:: SUPPLIED INFORMATION ::

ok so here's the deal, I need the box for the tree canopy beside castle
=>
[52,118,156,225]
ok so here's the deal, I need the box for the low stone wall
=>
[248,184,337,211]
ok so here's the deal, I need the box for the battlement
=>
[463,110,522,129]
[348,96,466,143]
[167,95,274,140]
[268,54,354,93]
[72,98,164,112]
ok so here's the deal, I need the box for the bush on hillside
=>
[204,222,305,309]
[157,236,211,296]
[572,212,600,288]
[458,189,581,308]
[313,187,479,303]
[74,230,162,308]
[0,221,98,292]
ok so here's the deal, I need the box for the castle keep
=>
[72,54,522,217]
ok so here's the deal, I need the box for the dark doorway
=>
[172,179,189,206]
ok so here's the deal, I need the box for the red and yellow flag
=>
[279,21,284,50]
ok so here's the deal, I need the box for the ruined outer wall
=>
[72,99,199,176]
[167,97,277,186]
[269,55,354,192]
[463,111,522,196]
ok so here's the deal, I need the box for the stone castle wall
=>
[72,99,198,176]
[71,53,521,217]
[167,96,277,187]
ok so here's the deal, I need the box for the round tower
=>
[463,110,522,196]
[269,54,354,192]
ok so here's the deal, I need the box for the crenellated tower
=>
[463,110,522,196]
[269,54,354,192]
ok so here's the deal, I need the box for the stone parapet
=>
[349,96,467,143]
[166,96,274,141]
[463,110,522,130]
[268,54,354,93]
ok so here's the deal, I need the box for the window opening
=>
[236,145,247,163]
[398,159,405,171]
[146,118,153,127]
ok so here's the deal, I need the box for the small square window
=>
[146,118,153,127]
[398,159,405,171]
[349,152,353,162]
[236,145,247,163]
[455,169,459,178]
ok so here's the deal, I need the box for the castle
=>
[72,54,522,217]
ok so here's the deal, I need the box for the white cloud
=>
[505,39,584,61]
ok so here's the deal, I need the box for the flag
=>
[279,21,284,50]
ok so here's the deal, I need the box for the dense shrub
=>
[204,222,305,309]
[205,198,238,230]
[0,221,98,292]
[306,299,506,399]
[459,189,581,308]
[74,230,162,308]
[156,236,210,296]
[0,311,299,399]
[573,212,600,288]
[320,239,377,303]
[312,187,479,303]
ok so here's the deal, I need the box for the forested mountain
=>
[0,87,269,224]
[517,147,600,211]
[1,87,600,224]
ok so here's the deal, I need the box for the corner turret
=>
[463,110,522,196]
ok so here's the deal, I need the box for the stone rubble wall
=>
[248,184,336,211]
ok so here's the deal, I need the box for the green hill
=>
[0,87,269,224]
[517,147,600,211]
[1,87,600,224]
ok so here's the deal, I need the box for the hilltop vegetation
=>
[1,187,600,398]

:::

**TRY IT**: Transcribe each record above exactly. Skip none.

**OUTPUT FOR THIS TASK**:
ok so here's the deal, I need the box for the tree canopy beside castle
=>
[52,118,156,225]
ok so here's the deal, I need the box for the low stone wall
=>
[248,184,337,211]
ok so here's the deal, I need the box for the battlement
=>
[463,110,522,129]
[348,96,466,143]
[167,95,274,140]
[268,54,354,93]
[72,98,164,112]
ok so here's the deal, I need the box for the bush on hillside
=>
[204,222,305,309]
[157,236,211,296]
[572,212,600,288]
[458,189,581,308]
[313,187,479,303]
[74,230,162,308]
[0,221,98,292]
ok so here's the deal, I need the box for the castle keep
=>
[72,54,522,217]
ok so here's the deal, I need the box for the dark doorway
=>
[172,179,189,206]
ok so here's the deal, I need the box for the red and yellow flag
=>
[279,21,284,50]
ok so here's the deal, I need the box for the ruined outer wall
=>
[72,99,199,176]
[167,97,277,186]
[269,55,354,192]
[463,111,522,196]
ok so here's the deal, I need the box for the stone castle wall
=>
[72,99,198,176]
[71,53,521,217]
[167,96,277,187]
ok so here's the deal, I need the box for the round tower
=>
[463,110,522,196]
[269,54,354,192]
ok so here's the deal, I need the box for the crenellated tower
=>
[463,110,522,196]
[269,54,354,192]
ok so here's the deal, I need the box for the stone parapet
=>
[349,96,467,143]
[166,96,274,141]
[463,110,522,130]
[268,54,354,93]
ok so here's the deal, I need the box for the window opening
=>
[236,145,247,163]
[398,159,405,171]
[146,118,153,127]
ok so here's the deal, I need the box for the small square window
=>
[146,118,153,127]
[398,159,405,171]
[349,152,353,162]
[236,145,247,163]
[455,169,459,178]
ok so here's the deal, I need the box for the castle
=>
[72,54,522,217]
ok so here's the deal, I need the box for the white cloud
=>
[505,39,584,61]
ok so here's the deal, I need the box for the flag
=>
[279,21,284,50]
ok so here's the deal, I need the box for the dense shrub
=>
[204,222,305,309]
[205,198,238,230]
[0,221,98,292]
[306,299,506,399]
[459,189,581,308]
[74,230,162,308]
[156,236,210,296]
[0,311,299,399]
[573,212,600,288]
[320,239,377,303]
[312,187,479,303]
ok so here's the deal, I need the box for the forested mountain
=>
[0,87,269,224]
[517,147,600,211]
[1,87,600,224]
ok so here's the deal, I need the box for the corner turret
=>
[463,110,522,196]
ok so here's the deal, I need the box for the stone rubble wall
=>
[248,184,336,211]
ok so here's the deal, I need the box for the green hill
=>
[0,87,269,224]
[517,147,600,211]
[1,87,600,224]
ok so here's the deal, I need the box for the hilltop vegetation
=>
[1,187,600,398]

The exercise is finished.